---- Entries provided

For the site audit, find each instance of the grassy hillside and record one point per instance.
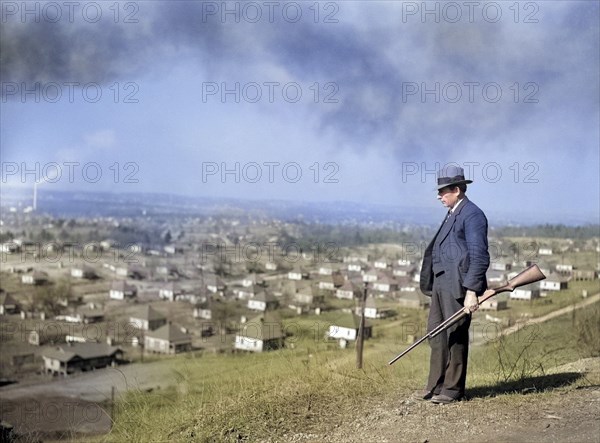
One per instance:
(315, 387)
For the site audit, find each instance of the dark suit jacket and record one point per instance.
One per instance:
(464, 252)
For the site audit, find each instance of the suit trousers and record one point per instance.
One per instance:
(450, 348)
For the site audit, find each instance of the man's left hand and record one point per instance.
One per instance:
(471, 303)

--------

(Exercise requirements):
Using the entries above, copy exactly the lines from the one containing "For the site audit, find each instance of the man's" through the last, both included.

(Output for this exercise):
For the site audit, find each instance of the man's left hand and record one point per instance.
One per instance:
(471, 303)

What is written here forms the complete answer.